PROVIDED INFORMATION start

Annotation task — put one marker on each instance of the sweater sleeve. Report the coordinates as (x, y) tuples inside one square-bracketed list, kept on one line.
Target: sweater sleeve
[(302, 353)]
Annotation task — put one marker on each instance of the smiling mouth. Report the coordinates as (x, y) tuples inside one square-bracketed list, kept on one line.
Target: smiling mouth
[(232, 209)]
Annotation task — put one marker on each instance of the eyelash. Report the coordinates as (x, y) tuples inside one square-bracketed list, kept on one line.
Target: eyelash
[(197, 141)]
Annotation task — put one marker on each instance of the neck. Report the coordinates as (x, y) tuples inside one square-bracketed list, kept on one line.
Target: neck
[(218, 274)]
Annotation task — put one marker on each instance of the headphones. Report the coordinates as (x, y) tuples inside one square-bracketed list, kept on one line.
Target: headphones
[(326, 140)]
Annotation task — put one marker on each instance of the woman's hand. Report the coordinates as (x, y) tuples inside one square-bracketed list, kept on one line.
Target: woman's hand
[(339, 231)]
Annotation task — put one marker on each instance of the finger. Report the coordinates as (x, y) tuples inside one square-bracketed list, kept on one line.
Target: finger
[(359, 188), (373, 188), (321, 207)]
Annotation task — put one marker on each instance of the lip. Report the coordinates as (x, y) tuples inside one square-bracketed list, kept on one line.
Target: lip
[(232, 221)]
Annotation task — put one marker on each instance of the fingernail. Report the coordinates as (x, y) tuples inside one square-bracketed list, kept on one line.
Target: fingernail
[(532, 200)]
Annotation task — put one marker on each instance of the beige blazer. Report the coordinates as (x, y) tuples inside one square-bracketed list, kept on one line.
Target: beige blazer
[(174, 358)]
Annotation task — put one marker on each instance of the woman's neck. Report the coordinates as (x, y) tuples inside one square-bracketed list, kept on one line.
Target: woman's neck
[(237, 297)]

PROVIDED INFORMATION end

__WORK INSTRUCTIONS__
Transcribe each of the lines above word for word, leaving nothing out and keeping their order.

__WORKED SOLUTION__
Annotation task — put one marker on each instance of the sweater sleeve. Report the coordinates as (x, y) tuples inside one square-bracketed list, kept on one line.
Target: sweater sleeve
[(302, 353)]
Annotation task — put one marker on each instance of the smiling mouth. Report the coordinates as (x, y) tuples inside one square-bracketed list, kept on one line.
Target: smiling mouth
[(232, 209)]
Annotation task — put one marker on each instance of the eyelash. Report the coordinates as (x, y) tuples inside one square-bracketed list, kept on one line.
Target: eyelash
[(197, 141)]
Annotation task — put one marker on each instance of the neck. Report the coordinates as (x, y) tuples inside one square-bracketed list, kept on one line.
Target: neck
[(218, 274)]
Annotation task — put one marker on each instance of the headphones. Report the coordinates as (x, y) tuples inside one square-bracketed list, kept on one line.
Target: headphones
[(326, 140)]
Annotation task — put one marker on each instance of the woman's hand. Report the coordinates as (x, y) tuples inside one square-bracketed list, kept on one line.
Target: woman's hand
[(339, 231)]
Annotation task — put one marker on each instance of the finger. Report the coordinates as (x, y) tuples inside one square-bracketed list, kept on one line.
Target: finger
[(359, 188), (373, 188), (321, 207)]
Annotation task — put one marker on each instance of the lip. Report the coordinates as (x, y) tuples inside one square-bracketed list, kept on one line.
Target: lip
[(232, 221)]
Annotation task — put one marker on each instance of the fingernail. Report the coordinates as (x, y) tuples inside one square-bracketed list, kept on one line.
Target: fingernail
[(532, 200)]
Annotation task — put one marker on each instance of the beige blazer. Report the coordinates as (x, y) tuples inside one square-bracketed list, kept on one line.
Target: beige blazer
[(174, 358)]
Annotation task — put one marker on each instance of the woman's neck. Report the coordinates as (x, y) tuples inside one square-bracketed list, kept on one line.
Target: woman's neck
[(237, 297)]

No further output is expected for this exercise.